• RECORDS SUPPLIED:
--- begin ---

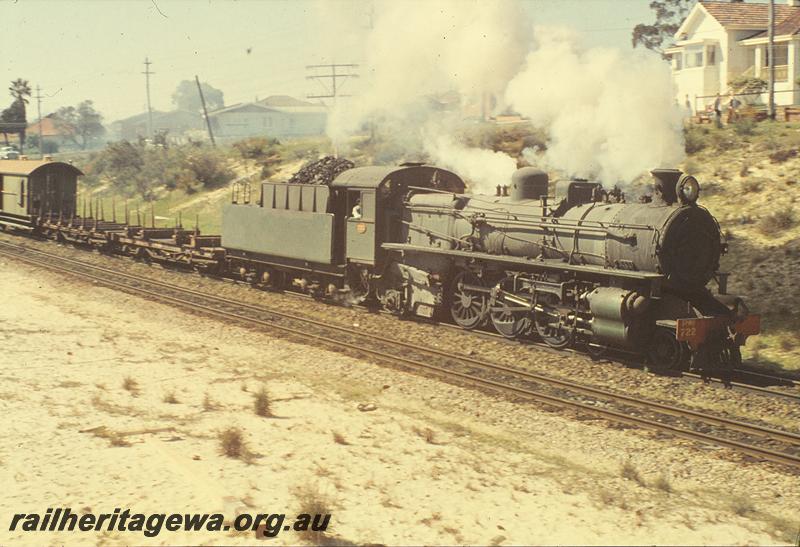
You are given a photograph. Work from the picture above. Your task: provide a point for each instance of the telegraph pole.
(334, 78)
(147, 74)
(771, 57)
(39, 108)
(205, 112)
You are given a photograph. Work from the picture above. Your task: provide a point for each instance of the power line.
(334, 77)
(39, 109)
(147, 74)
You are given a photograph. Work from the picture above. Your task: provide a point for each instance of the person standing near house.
(733, 108)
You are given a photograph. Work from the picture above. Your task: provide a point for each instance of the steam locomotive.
(578, 267)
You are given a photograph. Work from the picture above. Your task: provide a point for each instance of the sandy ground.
(432, 464)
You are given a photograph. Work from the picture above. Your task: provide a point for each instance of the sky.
(95, 49)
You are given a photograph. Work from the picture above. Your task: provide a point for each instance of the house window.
(711, 55)
(781, 55)
(694, 58)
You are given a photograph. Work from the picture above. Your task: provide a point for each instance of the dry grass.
(262, 404)
(209, 404)
(312, 502)
(114, 438)
(663, 484)
(338, 438)
(130, 385)
(779, 221)
(233, 444)
(427, 433)
(742, 505)
(628, 471)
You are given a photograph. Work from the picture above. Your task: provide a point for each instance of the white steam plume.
(608, 113)
(421, 49)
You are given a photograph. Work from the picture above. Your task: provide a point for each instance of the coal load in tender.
(322, 171)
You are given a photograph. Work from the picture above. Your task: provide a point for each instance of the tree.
(669, 16)
(20, 89)
(79, 124)
(186, 97)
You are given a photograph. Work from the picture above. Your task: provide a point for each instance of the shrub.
(744, 126)
(232, 443)
(780, 220)
(694, 140)
(781, 155)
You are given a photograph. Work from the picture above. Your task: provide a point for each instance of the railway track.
(760, 442)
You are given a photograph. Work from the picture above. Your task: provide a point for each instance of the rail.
(768, 444)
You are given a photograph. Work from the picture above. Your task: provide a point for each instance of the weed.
(209, 404)
(312, 502)
(233, 443)
(782, 154)
(261, 403)
(780, 220)
(745, 170)
(428, 434)
(338, 438)
(663, 484)
(742, 505)
(628, 471)
(131, 385)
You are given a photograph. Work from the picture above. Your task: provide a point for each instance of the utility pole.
(39, 108)
(333, 76)
(205, 112)
(771, 58)
(147, 74)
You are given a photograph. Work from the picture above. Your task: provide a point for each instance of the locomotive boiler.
(578, 268)
(570, 263)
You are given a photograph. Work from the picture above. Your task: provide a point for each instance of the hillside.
(750, 179)
(749, 173)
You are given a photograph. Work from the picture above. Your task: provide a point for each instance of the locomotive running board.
(695, 330)
(554, 265)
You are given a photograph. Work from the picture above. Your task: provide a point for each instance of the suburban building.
(720, 41)
(174, 123)
(277, 116)
(50, 131)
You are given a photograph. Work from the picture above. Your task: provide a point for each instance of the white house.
(276, 116)
(722, 40)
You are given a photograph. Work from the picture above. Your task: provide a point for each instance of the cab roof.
(26, 168)
(426, 176)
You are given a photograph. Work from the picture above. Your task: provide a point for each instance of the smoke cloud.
(607, 113)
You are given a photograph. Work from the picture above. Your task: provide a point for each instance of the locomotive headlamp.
(688, 189)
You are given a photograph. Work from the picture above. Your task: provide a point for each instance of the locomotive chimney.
(666, 181)
(528, 183)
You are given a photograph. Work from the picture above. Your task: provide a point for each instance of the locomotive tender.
(577, 268)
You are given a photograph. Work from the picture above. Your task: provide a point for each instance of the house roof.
(789, 26)
(284, 100)
(747, 14)
(26, 167)
(243, 107)
(49, 128)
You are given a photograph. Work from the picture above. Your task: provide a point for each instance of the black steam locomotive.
(577, 268)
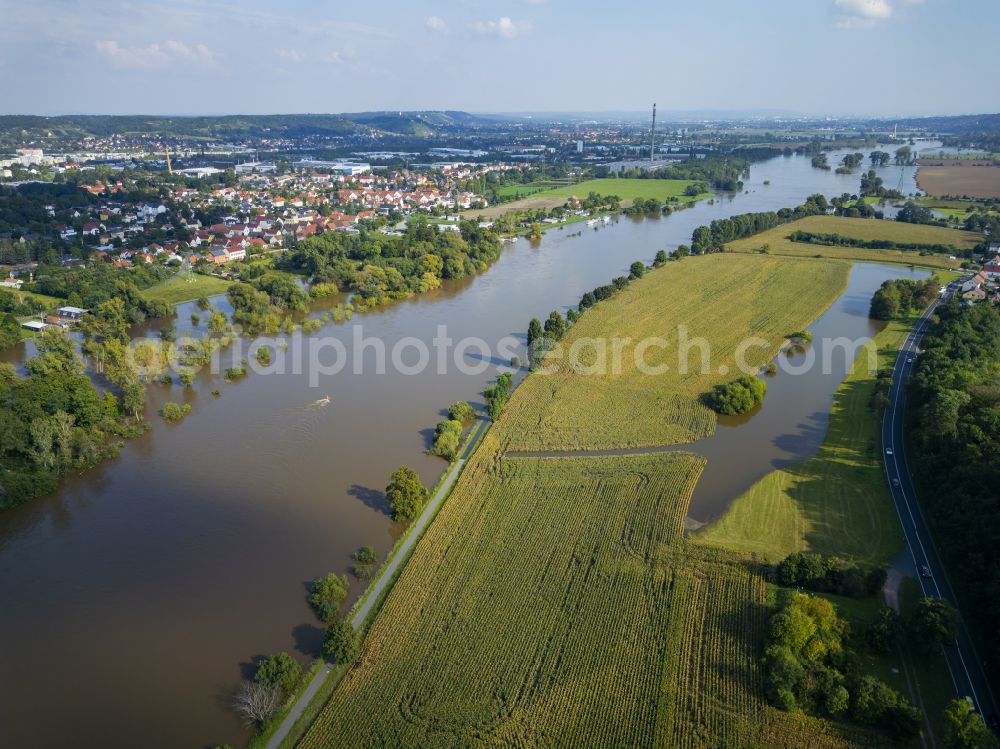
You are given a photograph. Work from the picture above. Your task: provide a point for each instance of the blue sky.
(891, 57)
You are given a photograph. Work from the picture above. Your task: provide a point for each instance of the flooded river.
(136, 597)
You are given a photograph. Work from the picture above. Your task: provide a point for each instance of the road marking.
(902, 364)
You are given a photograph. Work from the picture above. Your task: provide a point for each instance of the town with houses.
(261, 211)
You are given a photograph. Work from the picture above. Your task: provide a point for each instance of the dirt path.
(374, 594)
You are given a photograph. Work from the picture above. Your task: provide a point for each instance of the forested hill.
(16, 130)
(955, 416)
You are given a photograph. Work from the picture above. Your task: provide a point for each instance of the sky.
(182, 57)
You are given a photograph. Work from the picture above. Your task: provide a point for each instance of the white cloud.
(436, 24)
(503, 27)
(153, 56)
(292, 55)
(863, 14)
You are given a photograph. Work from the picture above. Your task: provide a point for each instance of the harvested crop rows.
(555, 601)
(834, 503)
(720, 299)
(865, 229)
(551, 606)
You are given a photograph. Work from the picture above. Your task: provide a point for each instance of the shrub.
(447, 439)
(461, 411)
(174, 412)
(326, 594)
(406, 493)
(280, 671)
(341, 643)
(737, 397)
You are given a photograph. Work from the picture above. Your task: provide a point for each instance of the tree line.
(712, 238)
(839, 240)
(379, 268)
(954, 415)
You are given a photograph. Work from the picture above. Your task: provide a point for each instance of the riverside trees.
(406, 493)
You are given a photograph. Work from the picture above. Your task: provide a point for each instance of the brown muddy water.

--- end ---

• REQUIREMENT: Above are the records; copy exactly the lines from the one with "harvested crop rows." through the final line.

• TASK SOLUTION:
You are given a photograph. Work from the picture above. Your task: provide a point for each instance of the harvested crop rows.
(555, 601)
(834, 503)
(720, 299)
(865, 229)
(551, 606)
You are given a photograph. Work from the picture above. Your task: provide a point for each instance of the shrub.
(447, 439)
(461, 411)
(174, 412)
(326, 594)
(406, 493)
(280, 671)
(341, 643)
(737, 397)
You are given a photograph. Work from the picture above. Your task: provide a point for each instance of the tree line.
(712, 238)
(839, 240)
(379, 268)
(954, 415)
You are given a photograph. Work from the picture above. Your task: provide a point for each instance of the riverside trees.
(406, 493)
You are given a photograph. Work from the picture above. Your task: provide a point for each instance of the brown muddy water.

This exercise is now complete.